Every line holding "keypoint" should be copied from the records below.

─── WORKING DATA

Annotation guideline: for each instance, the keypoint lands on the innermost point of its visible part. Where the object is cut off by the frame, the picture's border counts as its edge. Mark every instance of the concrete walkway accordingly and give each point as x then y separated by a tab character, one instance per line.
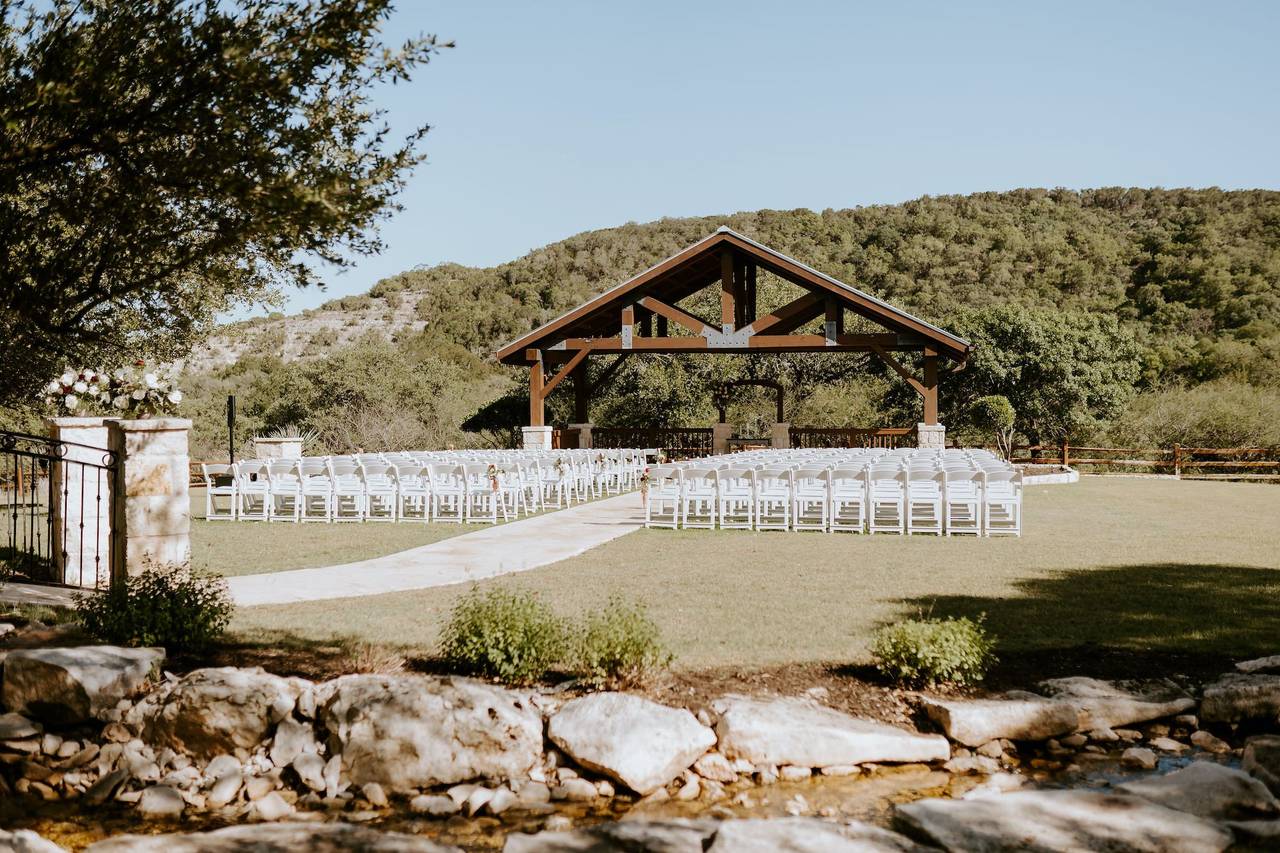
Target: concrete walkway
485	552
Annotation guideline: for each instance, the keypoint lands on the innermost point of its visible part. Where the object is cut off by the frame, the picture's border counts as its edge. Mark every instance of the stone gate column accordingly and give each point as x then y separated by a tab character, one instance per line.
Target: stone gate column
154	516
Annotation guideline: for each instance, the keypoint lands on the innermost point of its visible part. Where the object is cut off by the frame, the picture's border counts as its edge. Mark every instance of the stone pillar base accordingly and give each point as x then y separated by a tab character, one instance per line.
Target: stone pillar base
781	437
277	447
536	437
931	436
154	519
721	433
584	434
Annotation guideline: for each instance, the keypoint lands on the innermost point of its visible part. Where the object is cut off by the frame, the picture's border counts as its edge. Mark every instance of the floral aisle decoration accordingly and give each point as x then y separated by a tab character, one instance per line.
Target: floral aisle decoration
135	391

──────
─── WORKING DATA

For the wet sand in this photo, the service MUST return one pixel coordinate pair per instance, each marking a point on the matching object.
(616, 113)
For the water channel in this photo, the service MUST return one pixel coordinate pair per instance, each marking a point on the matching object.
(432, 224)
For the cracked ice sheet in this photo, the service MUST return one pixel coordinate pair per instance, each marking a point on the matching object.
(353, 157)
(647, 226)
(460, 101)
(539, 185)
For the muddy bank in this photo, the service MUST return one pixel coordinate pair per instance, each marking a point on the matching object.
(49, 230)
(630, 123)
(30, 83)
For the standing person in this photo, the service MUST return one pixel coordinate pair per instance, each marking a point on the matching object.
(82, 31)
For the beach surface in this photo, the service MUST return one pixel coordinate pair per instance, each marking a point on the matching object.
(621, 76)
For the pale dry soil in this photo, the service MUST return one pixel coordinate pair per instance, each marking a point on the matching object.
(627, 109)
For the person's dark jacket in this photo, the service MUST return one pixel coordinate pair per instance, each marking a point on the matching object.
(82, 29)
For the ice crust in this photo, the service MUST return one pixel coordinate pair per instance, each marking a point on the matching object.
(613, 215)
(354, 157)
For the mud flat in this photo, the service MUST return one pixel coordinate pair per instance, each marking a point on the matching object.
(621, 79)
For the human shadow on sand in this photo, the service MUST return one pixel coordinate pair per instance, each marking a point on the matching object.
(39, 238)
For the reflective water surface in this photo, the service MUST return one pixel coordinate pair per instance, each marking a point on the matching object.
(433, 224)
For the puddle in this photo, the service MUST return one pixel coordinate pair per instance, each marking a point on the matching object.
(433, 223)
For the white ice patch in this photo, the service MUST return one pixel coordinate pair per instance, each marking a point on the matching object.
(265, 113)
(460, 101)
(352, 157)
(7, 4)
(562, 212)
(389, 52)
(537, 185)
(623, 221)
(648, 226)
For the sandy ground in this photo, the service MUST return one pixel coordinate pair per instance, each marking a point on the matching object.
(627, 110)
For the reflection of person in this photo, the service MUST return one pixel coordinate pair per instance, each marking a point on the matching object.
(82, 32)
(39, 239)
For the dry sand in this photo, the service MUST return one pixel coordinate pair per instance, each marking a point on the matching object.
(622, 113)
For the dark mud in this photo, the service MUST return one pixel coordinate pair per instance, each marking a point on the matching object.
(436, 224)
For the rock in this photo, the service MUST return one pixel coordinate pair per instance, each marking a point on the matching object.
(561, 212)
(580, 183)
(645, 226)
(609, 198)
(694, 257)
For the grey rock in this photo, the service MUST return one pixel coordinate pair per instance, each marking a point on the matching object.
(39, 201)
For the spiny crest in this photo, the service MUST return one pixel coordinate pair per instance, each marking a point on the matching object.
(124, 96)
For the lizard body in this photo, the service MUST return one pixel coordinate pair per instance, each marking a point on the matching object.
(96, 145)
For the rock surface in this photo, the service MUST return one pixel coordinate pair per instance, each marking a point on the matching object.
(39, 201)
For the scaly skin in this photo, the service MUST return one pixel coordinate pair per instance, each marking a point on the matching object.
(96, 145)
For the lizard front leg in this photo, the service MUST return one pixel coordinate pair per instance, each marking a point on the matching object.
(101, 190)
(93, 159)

──────
─── WORKING DATA

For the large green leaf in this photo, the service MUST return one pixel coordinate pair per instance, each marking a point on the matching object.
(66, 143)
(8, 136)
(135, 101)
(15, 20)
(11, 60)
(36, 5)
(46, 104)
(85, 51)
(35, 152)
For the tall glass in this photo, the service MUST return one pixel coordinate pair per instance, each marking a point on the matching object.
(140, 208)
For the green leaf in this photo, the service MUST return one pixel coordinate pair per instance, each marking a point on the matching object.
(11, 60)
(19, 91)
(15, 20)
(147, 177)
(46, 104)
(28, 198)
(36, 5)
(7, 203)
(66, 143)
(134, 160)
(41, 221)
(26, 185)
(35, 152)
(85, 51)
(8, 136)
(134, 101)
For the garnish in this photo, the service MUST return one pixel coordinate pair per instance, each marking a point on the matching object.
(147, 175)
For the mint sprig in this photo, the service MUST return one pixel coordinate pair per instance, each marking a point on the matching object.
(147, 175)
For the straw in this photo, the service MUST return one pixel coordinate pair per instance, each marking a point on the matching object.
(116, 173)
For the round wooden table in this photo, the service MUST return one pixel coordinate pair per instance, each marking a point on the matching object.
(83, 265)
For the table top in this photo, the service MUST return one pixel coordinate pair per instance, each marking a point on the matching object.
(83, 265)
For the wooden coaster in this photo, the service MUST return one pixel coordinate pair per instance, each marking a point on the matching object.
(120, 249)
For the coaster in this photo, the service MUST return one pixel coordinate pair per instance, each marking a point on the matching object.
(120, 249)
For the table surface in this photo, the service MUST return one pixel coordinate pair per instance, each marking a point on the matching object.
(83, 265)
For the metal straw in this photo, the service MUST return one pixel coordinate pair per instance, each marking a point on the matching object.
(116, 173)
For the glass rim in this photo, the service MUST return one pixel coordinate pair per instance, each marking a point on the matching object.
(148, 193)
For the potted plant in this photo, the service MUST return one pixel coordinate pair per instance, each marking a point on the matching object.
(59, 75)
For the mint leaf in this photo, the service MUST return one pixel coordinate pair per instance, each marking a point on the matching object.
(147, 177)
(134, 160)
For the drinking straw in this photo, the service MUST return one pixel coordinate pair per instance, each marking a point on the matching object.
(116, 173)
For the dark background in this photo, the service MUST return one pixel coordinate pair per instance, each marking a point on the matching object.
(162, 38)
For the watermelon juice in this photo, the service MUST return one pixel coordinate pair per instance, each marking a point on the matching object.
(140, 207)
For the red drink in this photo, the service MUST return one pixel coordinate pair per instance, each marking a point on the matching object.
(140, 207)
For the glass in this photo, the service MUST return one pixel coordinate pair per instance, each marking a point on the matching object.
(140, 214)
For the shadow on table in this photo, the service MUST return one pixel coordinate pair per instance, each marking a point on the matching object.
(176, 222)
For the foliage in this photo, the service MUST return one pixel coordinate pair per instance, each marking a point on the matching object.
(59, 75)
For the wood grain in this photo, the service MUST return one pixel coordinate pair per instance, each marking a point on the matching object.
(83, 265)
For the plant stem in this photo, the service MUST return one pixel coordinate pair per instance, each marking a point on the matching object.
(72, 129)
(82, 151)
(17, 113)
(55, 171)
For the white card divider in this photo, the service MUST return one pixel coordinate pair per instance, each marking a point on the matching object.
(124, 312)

──────

FINISHED TASK:
Annotation guideline: for each instance, the keypoint lands on the innermost point of its visible part. Where the object is cut off by the frame, the picture's border counts as its edge. Mark every instance of the concrete walkway accordingly and give each point as x then y separated by a tab character, one instance per line.
Annotation guideline: for each instance, the keypoint lands on the innermost point of its visible part. Where the object is cut off by the frame, the picture's border counts as its edge. Mark every instance of the stone gate column accordingly and give each point as x then y separated by a tab character, one instance per line.
Annotation guideline: for each instance, the keypoint lands on the innermost point of its visible part. Where the object is cut off by the frame, the picture's border counts as its edge. Mark every instance of the stone pillar base accordingly and give each point as x then y separated by a tab character, one instance per line.
Annotation guideline: for each instance, the keypoint lands on the innermost point of its visible part. Where the object is cut off by the frame, the picture's border counts as its edge. Mark every instance of the floral aisle decoration accordingly and give each point as x then y separated by a tab character, one instance per line.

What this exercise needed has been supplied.